=== Short exercise 1 ===
Which lines of the rows contain the word "reflection"? Show each of those lines in full, treating uppercase and lowercase as different.

=== Supplied passage ===
* BEGIN *

Review: Eye-Fi Explore Hits the Mark

After spending two weeks with the $130 Eye-Fi Explore Wi-Fi memory card, I'm a fan: The Eye-Fi Explore was introduced in July by the eponymous firm to support geotagging - embedding latitude and longitude into photo metadata - and easier uploading of images. The Eye-Fi Explore is a Secure Digital (SD) card with 2 GB of storage, a tiny computer, and a Wi-Fi radio. The Explore uses Skyhook Wireless's Wi-Fi positioning data combined with Wayport's network of 10,000 hotspots, mostly McDonald's, along with revised firmware and software that dramatically improves the experience of uploading photos.

The company shuffled its products into three versions several weeks ago: Eye-Fi Home ($80), which uploads only to a specific computer over a local network; Eye-Fi Share ($100), a rebranded version identical to its first offering last year, which can upload to photo-sharing services or a computer or both; and the Explore. (You can purchase the Eye-Fi Explore from Amazon.com, as well as the other models.)

eye-fi_cards_sharer_sm.jpgI reviewed the Explore as a geotagging system for The Seattle Times this last Saturday; I'd reviewed the original Eye-Fi (now Eye-Fi Share) for them last year as well. You can read that review for my take on geotagging, or skip to the bottom of this review, as well.

The hardware is apparently the same or nearly so, and it works just as well as it did last year. The biggest improvements, however, are a few workflow tweaks that make it far easier to manage and track uploads of pictures without draining your camera's batteries down to zero.

Eye-Fi requires power from a camera to upload over Wi-Fi; this is logical, of course. If you plug an Eye-Fi card into a USB memory reader, it can transmit using USB power, but as long as you're on the go or just want to use your camera as your uploading device, you have to disable any features that cause the camera to power down after a period of time.

With the first release of the Eye-Fi last year, you had to baby a camera. If you'd set the Eye-Fi to upload directly to the company's servers, there was no way to know that a transfer was complete. Eye-Fi first loads the pictures on their servers and then moves them to photo-sharing, print-making, or social network services like Flickr, Costco, and Facebook, among man others.

When you set an Eye-Fi to "upload" to your computer and to an Eye-Fi partner site, the Eye-Fi would first upload to Eye-Fi's servers, and then download all the images over the Internet to your computer. Hardly efficient. They've solved both problems in a quite nifty fashion.

Now, when you upload pictures to a computer and Eye-Fi's servers--with either the Share or Explore models--the Eye-Fi rapidly transfers photos over the local network to the computer, with an optional preview appearing on screen as a little drop-down menu as each picture is received by your computer. Your computer then performs the upload using Eye-Fi's small-footprint management software.

* END *

=== Short exercise 2 ===
Could you resume the Eye-Fi Explore review, picking up after its final sentence?

=== Entries provided ===

* BEGIN *

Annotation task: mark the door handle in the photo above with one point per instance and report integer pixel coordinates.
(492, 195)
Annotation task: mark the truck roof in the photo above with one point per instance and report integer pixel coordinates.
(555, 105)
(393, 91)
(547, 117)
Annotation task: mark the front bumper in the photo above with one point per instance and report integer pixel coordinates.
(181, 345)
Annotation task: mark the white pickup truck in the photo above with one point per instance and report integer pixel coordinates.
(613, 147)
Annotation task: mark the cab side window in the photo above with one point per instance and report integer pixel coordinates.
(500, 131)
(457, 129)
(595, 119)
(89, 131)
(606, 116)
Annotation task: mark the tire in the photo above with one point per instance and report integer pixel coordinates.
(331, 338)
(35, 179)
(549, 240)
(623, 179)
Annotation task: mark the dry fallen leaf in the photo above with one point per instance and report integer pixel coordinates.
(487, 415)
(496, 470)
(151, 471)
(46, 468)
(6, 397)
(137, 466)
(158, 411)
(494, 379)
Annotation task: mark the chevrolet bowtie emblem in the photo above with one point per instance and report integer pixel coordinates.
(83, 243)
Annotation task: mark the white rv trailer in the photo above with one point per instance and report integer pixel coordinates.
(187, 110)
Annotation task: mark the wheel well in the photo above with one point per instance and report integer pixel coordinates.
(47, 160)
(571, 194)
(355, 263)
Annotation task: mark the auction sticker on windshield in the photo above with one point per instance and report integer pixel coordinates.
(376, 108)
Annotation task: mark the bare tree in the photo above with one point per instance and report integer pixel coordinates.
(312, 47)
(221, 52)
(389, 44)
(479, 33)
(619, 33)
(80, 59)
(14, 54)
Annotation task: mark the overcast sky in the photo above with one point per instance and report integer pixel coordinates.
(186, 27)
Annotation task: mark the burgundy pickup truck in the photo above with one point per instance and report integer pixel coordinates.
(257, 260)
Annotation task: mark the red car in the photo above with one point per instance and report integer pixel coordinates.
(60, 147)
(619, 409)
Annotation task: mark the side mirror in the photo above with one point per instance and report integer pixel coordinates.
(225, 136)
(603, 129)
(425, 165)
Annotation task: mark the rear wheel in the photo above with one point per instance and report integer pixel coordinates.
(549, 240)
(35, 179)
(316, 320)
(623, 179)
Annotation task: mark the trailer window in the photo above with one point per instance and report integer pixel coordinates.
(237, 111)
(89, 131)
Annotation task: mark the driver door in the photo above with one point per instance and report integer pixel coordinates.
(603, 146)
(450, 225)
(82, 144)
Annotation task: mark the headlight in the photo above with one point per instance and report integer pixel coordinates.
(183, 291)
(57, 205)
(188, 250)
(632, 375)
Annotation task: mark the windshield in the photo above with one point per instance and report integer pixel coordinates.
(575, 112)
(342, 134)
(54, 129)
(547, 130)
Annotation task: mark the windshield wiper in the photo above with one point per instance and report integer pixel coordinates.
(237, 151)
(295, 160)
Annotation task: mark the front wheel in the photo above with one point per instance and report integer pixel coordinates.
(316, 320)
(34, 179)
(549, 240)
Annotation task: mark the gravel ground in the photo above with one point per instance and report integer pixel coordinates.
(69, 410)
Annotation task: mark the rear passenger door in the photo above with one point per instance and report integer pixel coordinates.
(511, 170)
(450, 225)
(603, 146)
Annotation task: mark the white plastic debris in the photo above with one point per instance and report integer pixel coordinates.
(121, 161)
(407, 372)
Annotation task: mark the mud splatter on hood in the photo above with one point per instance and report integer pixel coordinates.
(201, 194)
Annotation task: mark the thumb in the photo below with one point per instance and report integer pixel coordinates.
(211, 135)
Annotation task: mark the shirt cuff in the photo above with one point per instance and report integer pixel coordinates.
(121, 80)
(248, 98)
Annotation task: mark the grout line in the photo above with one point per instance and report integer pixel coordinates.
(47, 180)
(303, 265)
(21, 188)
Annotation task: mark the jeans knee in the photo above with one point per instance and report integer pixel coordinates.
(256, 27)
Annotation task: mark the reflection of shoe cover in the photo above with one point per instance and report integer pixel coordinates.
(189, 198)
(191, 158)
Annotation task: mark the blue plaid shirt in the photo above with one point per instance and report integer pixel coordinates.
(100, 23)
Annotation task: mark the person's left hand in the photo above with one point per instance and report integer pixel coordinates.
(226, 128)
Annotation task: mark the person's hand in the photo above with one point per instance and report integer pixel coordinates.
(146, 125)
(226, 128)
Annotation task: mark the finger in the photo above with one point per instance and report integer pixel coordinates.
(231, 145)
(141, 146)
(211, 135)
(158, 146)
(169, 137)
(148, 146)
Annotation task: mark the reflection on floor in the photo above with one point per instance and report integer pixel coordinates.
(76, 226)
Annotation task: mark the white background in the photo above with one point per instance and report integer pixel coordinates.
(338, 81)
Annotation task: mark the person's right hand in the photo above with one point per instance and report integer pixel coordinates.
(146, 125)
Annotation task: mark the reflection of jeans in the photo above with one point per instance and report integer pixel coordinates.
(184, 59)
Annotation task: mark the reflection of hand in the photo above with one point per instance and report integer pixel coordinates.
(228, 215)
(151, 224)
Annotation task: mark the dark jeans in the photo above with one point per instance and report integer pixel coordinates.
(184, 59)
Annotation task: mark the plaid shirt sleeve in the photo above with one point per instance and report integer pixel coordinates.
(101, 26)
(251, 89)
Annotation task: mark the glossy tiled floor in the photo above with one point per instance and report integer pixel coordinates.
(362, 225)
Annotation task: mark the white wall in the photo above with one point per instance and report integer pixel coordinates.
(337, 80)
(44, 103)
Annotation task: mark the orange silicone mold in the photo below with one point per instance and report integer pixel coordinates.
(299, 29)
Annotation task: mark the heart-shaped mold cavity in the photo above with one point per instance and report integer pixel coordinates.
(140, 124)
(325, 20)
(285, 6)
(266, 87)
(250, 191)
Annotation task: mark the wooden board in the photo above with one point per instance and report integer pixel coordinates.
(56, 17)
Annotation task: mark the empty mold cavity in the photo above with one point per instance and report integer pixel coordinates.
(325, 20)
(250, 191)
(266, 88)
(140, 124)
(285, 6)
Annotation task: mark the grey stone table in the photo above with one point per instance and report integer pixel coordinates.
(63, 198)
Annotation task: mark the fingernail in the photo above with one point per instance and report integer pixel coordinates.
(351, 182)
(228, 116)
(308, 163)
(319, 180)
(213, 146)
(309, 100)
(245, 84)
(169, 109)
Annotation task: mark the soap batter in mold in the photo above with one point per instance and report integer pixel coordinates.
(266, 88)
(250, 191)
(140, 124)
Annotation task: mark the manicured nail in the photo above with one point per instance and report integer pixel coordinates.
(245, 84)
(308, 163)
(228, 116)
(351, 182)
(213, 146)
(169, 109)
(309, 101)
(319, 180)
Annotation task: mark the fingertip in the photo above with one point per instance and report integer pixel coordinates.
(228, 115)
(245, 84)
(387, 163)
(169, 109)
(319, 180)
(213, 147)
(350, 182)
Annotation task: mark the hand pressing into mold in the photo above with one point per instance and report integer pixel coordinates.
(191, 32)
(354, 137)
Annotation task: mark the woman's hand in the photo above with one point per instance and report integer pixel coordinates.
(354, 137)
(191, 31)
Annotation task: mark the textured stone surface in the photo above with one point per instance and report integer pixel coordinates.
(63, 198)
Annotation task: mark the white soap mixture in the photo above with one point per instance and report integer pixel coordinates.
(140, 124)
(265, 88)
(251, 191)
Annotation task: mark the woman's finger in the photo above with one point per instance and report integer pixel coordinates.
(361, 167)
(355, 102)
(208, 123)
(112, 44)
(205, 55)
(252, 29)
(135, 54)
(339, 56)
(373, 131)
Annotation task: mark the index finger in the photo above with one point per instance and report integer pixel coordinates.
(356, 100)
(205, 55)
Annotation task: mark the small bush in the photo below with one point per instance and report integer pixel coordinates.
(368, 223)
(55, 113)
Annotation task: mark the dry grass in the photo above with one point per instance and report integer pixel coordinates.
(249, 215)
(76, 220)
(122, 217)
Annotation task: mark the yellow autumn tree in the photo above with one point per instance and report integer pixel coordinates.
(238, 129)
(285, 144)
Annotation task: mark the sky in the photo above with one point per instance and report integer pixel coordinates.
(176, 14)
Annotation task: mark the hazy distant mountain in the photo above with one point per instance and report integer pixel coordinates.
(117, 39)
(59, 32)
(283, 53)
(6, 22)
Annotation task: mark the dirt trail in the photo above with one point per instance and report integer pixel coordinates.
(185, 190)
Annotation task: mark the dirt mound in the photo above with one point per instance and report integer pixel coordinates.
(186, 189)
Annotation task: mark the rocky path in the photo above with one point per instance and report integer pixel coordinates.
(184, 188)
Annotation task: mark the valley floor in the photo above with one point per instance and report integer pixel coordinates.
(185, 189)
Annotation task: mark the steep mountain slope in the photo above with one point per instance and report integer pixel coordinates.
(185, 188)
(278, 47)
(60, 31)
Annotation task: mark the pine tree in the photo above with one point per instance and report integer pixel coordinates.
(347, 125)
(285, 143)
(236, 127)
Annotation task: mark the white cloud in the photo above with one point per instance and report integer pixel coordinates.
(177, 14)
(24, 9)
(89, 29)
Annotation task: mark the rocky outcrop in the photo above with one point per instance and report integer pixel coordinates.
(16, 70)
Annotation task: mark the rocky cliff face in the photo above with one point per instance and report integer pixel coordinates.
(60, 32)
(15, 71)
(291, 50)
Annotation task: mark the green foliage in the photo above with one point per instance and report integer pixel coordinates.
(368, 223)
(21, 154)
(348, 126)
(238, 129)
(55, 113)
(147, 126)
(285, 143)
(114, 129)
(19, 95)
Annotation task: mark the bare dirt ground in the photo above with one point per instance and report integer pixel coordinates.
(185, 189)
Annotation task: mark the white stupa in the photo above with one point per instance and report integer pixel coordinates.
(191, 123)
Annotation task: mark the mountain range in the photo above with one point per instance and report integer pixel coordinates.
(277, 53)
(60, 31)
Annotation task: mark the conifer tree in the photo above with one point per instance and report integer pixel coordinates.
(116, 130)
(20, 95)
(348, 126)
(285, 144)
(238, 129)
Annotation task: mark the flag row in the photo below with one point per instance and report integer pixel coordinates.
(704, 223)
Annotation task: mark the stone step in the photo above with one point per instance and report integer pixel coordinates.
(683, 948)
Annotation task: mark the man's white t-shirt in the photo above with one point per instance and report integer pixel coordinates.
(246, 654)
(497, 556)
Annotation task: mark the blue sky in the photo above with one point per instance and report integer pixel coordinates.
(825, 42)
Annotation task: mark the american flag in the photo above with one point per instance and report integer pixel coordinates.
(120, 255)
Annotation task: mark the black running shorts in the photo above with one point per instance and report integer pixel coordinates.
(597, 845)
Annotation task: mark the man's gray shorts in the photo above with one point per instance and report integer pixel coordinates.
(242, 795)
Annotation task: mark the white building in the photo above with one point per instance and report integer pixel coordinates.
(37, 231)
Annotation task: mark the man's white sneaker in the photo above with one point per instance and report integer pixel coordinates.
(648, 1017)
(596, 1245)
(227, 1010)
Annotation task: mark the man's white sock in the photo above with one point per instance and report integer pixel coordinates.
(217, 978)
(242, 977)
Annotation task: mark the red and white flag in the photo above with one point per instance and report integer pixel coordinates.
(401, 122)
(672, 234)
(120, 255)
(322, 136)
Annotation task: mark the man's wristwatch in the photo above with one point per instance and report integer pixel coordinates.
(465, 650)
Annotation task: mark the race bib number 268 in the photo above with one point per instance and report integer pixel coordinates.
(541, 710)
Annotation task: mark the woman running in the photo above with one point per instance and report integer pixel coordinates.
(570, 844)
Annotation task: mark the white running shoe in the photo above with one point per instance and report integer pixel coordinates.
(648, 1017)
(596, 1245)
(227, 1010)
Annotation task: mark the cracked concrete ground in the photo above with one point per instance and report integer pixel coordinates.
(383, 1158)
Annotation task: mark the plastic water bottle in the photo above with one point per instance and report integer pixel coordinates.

* END *

=== Task result 1 ===
Annotation task: mark the reflection of shoe cover in the photo above with one point per instance and report integer pixel coordinates.
Annotation task: mark the reflection on floor in the photo above with one point per instance and report integer pixel coordinates.
Annotation task: mark the reflection of jeans in the photo above with one point per instance and report integer pixel coordinates.
Annotation task: mark the reflection of hand in the photo above with one point per instance and report integer pixel coordinates.

=== Task result 2 ===
You can check the manager to see when it's done and power off the computer. It also means that a quick stop at home could allow all your pictures to be grabbed over a 20+ Mbps throughput 802.11g network, instead of what's likely 512 Kbps to 1 Mbps upstream access you have to the Internet.

If you're not at home or using a computer to handle the uploads, Eye-Fi's added a notification feature that alerts you via SMS or email or both when a photo-sharing upload has started, if it's interrupted, and when it's complete. This helps tremendously if you're using the Explore and a Wayport hotspot to upload. If you don't also have a Wi-Fi account with a Wayport partner (like AT&T, Boingo, or iPass), then you wouldn't know when the uploads were finished. With notification, a regular phone can be buzzed when it's done, or you can use a phone with email to check for a note that the upload is complete.

eyefi_notification_sm.jpg

The notification feature is so important in making the Eye-Fi Share and Explore less of a hassle to use and manage that I was surprised that I couldn't find any reference to it on Eye-Fi's site. It's not in their product information, their FAQ, or their support search engine's results. (The only brief mention is in a 22-July-08 post on their blog that lacks a permanent external link.)

I find that now I routinely take my camera out of my bag when I get home if I've taken photos while I'm out with the kids or during the work day, switch it to "display" mode so that it doesn't extend the lens, power it on, and walk away. A few minutes later, I'll check that the manager software has grabbed the images, and I power the camera off. This is vastly better than the last time around.

As for the geotagging features, I'm reasonably happy with them, too. The Explore uses Skyhook's database and algorithms in an interesting way. Because you can't be sure of a live Internet connection at any given time that you're taking pictures, the Explore clearly takes a snapshot of the Wi-Fi environment that's later used when a live connection is available at upload to grab the estimated latitude and longitude, and attach those details to the photo's EXIF metadata.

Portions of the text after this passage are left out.